=== Begin Enclosure ===
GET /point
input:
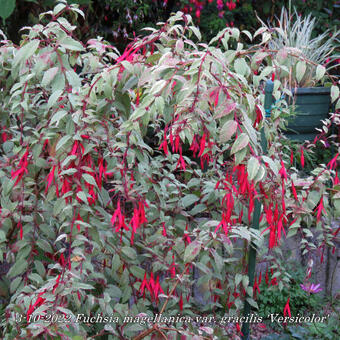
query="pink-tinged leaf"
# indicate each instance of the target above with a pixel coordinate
(228, 130)
(241, 142)
(230, 107)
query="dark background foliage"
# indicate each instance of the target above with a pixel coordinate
(118, 21)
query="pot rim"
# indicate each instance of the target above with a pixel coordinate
(312, 90)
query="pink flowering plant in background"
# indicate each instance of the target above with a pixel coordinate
(129, 181)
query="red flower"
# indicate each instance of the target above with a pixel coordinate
(282, 171)
(286, 310)
(302, 158)
(23, 163)
(319, 209)
(50, 178)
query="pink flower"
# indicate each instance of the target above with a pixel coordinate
(311, 288)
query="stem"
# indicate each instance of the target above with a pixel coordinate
(155, 326)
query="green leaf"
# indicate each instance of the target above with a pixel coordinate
(71, 44)
(53, 98)
(320, 72)
(26, 52)
(300, 70)
(58, 116)
(49, 76)
(137, 272)
(89, 179)
(15, 284)
(238, 279)
(241, 142)
(191, 251)
(129, 252)
(334, 93)
(18, 268)
(6, 8)
(62, 141)
(196, 32)
(58, 8)
(188, 200)
(81, 195)
(241, 67)
(228, 130)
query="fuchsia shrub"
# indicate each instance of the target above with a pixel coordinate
(97, 220)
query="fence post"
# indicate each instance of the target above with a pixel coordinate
=== End Enclosure ===
Match on "query": copy every line in the records that has it.

• [Result for this exercise]
query="pink-tinged leaf"
query="dark background foliage"
query="pot rim"
query="pink flowering plant in background"
query="red flower"
query="pink flower"
query="stem"
query="green leaf"
query="fuchsia shrub"
query="fence post"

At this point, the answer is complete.